*TASK GOAL*: Reproduce the lines below verbatim, from the first line through the line containing "point(91, 58)", both included.

--- begin INFORMATION GIVEN ---

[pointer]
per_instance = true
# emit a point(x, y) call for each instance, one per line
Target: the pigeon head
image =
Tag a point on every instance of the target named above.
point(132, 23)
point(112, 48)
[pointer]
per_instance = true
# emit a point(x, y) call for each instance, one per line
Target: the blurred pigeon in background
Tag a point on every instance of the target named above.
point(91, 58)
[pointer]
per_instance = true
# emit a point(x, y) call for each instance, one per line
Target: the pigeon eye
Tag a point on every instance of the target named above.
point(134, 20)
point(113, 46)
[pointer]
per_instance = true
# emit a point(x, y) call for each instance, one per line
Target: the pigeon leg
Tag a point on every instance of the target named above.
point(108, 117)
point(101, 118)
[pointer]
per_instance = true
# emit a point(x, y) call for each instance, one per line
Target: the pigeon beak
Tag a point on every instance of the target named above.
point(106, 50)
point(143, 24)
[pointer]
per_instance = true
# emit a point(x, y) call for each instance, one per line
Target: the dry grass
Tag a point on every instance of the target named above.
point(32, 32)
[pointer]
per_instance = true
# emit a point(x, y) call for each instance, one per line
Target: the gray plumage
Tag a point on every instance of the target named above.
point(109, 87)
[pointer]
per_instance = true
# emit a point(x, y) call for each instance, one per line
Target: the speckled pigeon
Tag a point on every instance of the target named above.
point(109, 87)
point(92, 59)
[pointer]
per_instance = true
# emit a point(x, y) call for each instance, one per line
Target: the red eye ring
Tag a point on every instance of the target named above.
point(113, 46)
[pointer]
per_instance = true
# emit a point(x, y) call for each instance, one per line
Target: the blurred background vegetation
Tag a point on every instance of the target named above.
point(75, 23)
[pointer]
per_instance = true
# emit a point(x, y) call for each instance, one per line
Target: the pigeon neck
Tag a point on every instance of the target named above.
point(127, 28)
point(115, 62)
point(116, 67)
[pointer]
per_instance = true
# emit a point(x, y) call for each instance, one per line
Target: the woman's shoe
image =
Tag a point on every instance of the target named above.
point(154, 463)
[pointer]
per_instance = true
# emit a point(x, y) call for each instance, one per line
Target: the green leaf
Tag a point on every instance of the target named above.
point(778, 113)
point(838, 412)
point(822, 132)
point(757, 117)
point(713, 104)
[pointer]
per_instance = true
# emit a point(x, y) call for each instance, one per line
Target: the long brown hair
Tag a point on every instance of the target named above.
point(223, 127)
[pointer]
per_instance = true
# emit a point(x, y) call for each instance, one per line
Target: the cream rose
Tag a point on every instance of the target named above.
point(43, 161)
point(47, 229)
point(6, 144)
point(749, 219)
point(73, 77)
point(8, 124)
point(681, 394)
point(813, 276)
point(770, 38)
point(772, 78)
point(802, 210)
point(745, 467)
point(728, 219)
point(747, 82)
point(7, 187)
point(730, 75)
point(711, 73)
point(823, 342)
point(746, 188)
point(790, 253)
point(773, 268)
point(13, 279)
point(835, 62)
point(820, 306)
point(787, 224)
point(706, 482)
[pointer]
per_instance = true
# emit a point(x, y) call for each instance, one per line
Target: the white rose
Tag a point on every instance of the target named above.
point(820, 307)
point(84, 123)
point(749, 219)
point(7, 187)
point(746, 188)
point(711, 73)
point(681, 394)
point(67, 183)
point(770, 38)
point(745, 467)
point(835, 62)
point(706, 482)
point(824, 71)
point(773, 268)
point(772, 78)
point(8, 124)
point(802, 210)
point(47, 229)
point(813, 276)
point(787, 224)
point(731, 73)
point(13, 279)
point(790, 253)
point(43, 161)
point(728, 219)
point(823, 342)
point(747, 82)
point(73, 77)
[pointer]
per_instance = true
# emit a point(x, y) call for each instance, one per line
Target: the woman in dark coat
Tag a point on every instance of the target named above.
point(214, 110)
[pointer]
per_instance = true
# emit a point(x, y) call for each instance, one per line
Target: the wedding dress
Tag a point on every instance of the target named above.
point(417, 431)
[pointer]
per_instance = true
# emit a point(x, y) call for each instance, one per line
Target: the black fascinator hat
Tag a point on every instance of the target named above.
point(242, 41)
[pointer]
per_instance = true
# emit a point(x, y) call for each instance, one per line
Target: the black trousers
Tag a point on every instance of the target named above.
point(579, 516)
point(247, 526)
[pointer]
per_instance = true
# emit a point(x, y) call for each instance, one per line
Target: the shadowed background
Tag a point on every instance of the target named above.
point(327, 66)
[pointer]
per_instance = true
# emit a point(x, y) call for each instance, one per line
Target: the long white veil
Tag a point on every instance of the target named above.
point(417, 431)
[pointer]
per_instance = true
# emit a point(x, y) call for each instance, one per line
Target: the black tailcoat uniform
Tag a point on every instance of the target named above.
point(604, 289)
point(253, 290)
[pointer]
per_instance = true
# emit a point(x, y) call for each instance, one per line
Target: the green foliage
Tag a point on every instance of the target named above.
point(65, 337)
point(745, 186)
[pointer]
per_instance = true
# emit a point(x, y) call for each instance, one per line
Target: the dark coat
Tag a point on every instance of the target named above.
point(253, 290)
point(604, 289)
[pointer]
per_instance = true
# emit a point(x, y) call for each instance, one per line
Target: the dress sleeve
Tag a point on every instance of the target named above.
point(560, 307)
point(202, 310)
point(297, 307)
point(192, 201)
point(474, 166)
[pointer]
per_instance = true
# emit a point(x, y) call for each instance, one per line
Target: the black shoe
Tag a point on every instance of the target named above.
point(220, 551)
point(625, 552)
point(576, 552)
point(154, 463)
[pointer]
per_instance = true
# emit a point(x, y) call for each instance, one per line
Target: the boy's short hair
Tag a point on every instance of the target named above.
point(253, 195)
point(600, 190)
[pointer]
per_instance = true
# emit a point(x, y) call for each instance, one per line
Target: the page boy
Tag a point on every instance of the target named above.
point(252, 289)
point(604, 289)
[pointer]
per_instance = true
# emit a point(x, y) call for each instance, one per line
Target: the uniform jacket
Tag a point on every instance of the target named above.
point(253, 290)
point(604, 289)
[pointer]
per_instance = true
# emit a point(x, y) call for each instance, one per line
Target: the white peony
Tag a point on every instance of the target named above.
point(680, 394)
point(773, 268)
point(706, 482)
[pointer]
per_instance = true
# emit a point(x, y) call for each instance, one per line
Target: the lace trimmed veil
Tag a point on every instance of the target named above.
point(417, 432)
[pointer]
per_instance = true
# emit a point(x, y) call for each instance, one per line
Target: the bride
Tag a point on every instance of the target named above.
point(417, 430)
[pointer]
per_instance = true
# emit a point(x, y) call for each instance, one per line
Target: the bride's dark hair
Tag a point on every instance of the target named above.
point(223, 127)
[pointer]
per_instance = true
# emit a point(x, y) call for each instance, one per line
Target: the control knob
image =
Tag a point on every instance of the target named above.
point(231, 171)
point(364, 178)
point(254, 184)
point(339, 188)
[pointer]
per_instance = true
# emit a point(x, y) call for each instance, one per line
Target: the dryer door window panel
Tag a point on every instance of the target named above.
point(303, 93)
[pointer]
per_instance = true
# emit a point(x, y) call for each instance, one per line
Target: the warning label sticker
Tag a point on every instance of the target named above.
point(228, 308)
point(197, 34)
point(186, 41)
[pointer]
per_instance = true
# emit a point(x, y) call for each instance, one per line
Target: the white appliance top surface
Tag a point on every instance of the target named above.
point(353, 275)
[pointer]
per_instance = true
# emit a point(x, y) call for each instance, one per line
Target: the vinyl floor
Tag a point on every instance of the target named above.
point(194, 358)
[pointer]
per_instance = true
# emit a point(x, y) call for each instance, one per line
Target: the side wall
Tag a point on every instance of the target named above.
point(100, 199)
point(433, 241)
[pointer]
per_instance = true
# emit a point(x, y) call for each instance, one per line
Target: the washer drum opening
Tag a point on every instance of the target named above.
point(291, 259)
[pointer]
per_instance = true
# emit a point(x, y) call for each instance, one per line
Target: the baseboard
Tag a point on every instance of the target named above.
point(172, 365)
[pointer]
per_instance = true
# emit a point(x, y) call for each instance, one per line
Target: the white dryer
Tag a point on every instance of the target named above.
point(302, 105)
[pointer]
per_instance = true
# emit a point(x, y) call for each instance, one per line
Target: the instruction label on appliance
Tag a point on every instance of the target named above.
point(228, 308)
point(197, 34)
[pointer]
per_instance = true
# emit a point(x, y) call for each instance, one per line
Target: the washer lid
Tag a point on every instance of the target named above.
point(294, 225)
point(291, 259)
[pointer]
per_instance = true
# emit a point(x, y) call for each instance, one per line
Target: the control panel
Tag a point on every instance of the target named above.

--- end INFORMATION GIVEN ---

*CORRECT RESULT*:
[pointer]
per_instance = true
# emit a point(x, y) call for each instance, one per line
Target: the pigeon head
image =
Tag a point on every instance of the target named above.
point(132, 23)
point(112, 48)
[pointer]
per_instance = true
# emit a point(x, y) call for each instance, one per line
Target: the blurred pigeon in background
Tag a point on every instance of the target named above.
point(91, 58)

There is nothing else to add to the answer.